DIRECTION
Starting with the first line of the listing and going on through the line with "column 84, row 32", turn those lines into a JSON list of strings, one string per line, skipping any blank lines.

*** RECORDS PROVIDED ***

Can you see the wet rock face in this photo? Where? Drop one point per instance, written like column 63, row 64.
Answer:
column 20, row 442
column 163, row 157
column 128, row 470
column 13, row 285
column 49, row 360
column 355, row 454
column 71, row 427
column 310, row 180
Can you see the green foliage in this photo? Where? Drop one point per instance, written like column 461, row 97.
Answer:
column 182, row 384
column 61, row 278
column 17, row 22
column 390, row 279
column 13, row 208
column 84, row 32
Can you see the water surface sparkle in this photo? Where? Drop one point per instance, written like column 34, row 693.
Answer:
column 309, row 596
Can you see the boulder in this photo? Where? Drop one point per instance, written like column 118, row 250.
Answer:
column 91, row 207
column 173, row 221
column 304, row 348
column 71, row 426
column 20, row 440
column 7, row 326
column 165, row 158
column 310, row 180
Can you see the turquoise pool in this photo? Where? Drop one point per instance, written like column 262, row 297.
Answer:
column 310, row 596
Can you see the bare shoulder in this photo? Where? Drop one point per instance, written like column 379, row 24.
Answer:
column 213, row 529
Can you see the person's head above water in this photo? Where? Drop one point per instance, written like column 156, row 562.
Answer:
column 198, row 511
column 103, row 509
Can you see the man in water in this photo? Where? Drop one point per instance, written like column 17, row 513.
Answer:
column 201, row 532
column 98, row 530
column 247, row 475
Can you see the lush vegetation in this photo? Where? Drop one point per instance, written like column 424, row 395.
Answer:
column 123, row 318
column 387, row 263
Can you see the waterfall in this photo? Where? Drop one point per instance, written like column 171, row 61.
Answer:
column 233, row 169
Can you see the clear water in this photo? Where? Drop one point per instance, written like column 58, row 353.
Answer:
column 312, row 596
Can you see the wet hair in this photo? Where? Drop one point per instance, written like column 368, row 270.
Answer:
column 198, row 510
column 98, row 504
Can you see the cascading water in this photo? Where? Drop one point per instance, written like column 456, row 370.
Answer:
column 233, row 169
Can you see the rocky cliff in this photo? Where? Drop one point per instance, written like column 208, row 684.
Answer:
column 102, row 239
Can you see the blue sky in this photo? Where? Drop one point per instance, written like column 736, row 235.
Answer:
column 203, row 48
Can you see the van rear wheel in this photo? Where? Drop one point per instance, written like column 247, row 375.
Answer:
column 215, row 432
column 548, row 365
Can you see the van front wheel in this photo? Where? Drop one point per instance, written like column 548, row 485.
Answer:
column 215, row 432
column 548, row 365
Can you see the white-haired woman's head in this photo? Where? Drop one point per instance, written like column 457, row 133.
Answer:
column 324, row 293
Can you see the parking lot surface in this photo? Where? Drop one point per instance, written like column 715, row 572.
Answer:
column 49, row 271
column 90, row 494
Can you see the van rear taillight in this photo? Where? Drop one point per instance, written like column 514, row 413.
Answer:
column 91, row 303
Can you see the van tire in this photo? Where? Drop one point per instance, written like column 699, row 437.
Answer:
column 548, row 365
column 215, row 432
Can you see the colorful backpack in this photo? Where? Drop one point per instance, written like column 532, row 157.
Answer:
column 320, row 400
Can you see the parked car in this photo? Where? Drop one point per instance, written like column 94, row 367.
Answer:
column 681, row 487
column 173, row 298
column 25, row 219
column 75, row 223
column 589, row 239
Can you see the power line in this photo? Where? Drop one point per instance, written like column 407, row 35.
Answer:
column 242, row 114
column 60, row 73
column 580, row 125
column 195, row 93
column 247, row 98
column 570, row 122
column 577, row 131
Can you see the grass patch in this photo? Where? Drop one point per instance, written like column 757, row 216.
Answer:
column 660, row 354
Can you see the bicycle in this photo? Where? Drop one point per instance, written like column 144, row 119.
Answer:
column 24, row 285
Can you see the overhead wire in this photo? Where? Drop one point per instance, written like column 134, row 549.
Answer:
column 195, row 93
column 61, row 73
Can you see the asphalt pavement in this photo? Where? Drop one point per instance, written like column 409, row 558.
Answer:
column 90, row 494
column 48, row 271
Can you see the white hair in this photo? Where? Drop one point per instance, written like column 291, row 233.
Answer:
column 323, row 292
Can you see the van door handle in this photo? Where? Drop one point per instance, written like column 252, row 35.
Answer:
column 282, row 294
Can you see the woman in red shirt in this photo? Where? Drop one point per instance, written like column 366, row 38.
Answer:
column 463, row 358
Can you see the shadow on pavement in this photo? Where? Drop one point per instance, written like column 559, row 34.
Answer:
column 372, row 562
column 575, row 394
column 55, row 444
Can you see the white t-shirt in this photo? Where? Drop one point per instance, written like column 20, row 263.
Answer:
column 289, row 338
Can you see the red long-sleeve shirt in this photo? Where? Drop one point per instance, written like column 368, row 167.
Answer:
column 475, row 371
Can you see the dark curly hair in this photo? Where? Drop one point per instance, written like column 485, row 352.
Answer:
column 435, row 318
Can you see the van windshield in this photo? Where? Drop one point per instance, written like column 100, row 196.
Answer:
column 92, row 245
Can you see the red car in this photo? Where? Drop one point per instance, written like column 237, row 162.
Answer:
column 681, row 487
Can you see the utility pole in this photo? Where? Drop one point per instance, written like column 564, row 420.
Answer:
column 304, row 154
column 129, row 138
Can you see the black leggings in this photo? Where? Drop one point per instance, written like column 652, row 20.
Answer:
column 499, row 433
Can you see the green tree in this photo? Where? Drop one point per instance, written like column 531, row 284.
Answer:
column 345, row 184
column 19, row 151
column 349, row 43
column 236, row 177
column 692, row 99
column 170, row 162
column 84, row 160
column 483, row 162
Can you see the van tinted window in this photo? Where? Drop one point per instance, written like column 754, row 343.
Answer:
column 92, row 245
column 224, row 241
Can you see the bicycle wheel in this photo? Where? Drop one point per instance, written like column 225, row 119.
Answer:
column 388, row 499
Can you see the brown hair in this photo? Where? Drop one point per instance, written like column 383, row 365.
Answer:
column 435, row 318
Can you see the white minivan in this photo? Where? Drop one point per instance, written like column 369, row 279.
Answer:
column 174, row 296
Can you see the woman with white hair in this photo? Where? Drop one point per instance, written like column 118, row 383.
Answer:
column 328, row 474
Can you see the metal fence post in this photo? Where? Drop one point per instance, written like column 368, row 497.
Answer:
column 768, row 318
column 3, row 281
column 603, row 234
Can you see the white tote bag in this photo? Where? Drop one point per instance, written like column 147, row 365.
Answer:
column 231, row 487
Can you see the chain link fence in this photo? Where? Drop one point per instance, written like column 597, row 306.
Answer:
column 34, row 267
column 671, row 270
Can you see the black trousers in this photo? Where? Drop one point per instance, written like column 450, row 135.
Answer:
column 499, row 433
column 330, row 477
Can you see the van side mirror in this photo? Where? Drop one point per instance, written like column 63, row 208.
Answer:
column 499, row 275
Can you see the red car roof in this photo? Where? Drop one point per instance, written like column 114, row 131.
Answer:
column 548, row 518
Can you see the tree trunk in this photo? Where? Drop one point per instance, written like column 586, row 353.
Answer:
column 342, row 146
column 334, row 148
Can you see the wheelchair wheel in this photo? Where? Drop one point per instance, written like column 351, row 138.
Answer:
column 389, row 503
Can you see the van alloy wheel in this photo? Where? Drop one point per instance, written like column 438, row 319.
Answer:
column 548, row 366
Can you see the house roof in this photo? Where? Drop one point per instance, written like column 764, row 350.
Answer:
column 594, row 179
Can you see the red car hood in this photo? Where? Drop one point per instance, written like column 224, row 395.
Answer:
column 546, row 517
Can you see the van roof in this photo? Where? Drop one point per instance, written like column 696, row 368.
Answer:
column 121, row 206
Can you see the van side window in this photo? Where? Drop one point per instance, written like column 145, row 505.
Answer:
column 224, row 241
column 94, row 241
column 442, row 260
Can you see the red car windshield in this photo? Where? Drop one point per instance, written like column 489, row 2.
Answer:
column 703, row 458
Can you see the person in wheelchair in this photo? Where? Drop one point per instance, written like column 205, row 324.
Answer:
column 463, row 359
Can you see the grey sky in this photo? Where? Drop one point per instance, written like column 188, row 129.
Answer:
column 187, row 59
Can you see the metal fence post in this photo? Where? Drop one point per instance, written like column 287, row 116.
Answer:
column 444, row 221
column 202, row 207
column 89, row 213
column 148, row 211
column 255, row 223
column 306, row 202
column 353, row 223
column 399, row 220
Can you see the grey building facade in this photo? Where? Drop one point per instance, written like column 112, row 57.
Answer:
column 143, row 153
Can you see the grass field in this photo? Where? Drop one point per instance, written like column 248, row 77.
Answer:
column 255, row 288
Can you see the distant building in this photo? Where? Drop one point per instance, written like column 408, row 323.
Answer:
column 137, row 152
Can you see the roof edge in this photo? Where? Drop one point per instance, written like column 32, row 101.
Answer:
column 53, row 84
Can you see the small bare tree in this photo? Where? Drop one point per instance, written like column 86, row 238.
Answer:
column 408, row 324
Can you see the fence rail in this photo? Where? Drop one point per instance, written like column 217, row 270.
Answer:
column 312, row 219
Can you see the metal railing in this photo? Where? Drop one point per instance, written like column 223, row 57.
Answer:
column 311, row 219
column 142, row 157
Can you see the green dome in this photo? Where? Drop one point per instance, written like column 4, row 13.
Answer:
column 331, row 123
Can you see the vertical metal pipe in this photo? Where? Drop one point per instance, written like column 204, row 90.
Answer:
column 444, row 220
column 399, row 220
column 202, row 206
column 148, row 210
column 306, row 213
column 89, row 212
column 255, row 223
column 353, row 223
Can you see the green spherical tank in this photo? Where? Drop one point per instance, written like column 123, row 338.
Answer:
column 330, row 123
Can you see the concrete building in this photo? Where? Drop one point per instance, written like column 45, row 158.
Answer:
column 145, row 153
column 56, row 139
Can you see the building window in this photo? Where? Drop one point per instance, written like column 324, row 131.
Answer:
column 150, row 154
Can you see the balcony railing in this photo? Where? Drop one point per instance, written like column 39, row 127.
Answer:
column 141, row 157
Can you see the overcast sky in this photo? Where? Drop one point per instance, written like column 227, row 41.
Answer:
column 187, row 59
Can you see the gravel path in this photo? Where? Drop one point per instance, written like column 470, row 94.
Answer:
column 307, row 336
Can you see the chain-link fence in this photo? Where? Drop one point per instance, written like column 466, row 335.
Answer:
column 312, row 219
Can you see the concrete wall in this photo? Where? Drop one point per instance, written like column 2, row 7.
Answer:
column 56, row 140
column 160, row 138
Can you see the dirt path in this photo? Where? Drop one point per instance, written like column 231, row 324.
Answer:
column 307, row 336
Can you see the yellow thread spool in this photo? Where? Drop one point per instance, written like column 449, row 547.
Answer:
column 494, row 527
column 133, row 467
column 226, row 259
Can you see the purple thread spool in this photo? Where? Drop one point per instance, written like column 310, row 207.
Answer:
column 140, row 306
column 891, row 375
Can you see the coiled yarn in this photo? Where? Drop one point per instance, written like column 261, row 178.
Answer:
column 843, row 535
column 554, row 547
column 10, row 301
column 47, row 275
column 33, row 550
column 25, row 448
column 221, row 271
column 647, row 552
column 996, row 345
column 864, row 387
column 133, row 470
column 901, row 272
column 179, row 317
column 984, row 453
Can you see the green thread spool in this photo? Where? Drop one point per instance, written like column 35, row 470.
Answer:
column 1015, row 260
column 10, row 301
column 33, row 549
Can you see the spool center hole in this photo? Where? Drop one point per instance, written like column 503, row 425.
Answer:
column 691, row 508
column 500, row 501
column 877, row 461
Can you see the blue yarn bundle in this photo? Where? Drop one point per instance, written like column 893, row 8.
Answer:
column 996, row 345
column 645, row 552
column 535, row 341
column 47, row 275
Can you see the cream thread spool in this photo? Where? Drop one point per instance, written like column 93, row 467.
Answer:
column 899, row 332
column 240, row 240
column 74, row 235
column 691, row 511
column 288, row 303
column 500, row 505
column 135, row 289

***

FULL OUTPUT
[
  "Can you see the wet rock face in this photo? Where? Drop one point per instance, written like column 63, row 64.",
  "Answer:",
  "column 20, row 442",
  "column 163, row 157",
  "column 128, row 470",
  "column 13, row 285",
  "column 49, row 360",
  "column 355, row 454",
  "column 71, row 427",
  "column 310, row 180",
  "Can you see the green foliage in this photo? Where? Drop one point per instance, written like column 461, row 97.",
  "Answer:",
  "column 182, row 384",
  "column 61, row 278",
  "column 17, row 22",
  "column 390, row 279",
  "column 13, row 208",
  "column 84, row 32"
]